- Source passage
- - -

Crisis – What is a Crisis?

The concept of crisis, derived from the Greek word ‘krísis’, originally means decision or turning point and was used in a medical context to describe the critical point of an illness. Today, the term is more far-reaching and refers to a phase of significant uncertainty, difficulty or instability.

A crisis represents a serious threat to the basic structures or fundamental values and norms of a system and requires urgent action. In our modern world, we encounter crises in various forms: from natural disasters and political unrest to economic and technological challenges.

The essence of a crisis lies in its ability to challenge the status quo, which in turn requires quick decisions and actions to avert or minimise potentially serious consequences. Crises are characterised by their unpredictability and often by their serious consequences. They require careful analysis and strategic planning in order to manage the resulting risks and achieve the best possible results.

Crises in companies and organisations

In the corporate context, the term ‘crisis’ takes on a specific meaning. A crisis in a company refers to a situation that has the potential to cause significant damage, be it financial, reputational or operational.

Such crises can be triggered internally, for example by management errors, fraud, technological failure or problems in the corporate culture. External triggers can be economic downturns, political conflicts, natural disasters or pandemic-related disruptions. The distinguishing feature of corporate crises is their potential to have long-term negative effects if they are not managed effectively. Managing these crises often requires quick decision-making, adaptability and strategic thinking.

- - -

- Data extract
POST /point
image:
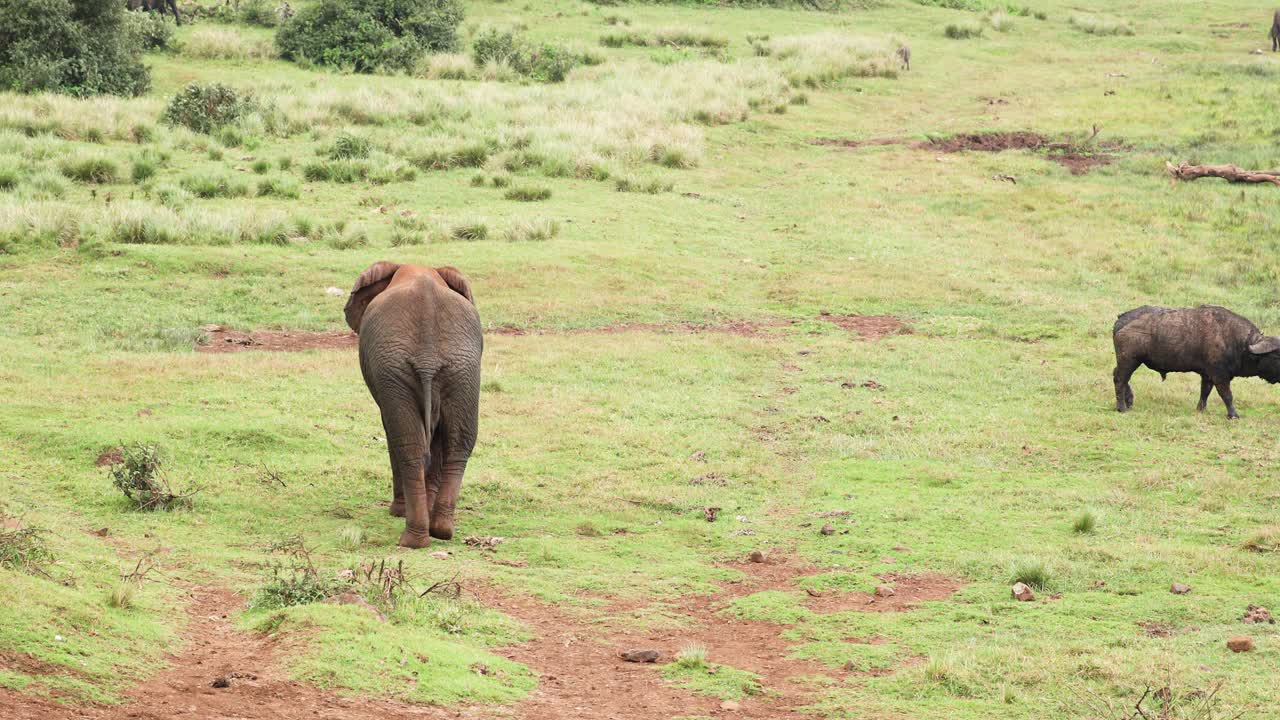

- - -

- Required work
Pull out the full text on what a crisis is from above and reproduce it word for word, with nothing left out or changed.

- Solution to the problem
Crisis – What is a Crisis?

The concept of crisis, derived from the Greek word ‘krísis’, originally means decision or turning point and was used in a medical context to describe the critical point of an illness. Today, the term is more far-reaching and refers to a phase of significant uncertainty, difficulty or instability.

A crisis represents a serious threat to the basic structures or fundamental values and norms of a system and requires urgent action. In our modern world, we encounter crises in various forms: from natural disasters and political unrest to economic and technological challenges.

The essence of a crisis lies in its ability to challenge the status quo, which in turn requires quick decisions and actions to avert or minimise potentially serious consequences. Crises are characterised by their unpredictability and often by their serious consequences. They require careful analysis and strategic planning in order to manage the resulting risks and achieve the best possible results.

Crises in companies and organisations

In the corporate context, the term ‘crisis’ takes on a specific meaning. A crisis in a company refers to a situation that has the potential to cause significant damage, be it financial, reputational or operational.

Such crises can be triggered internally, for example by management errors, fraud, technological failure or problems in the corporate culture. External triggers can be economic downturns, political conflicts, natural disasters or pandemic-related disruptions. The distinguishing feature of corporate crises is their potential to have long-term negative effects if they are not managed effectively. Managing these crises often requires quick decision-making, adaptability and strategic thinking.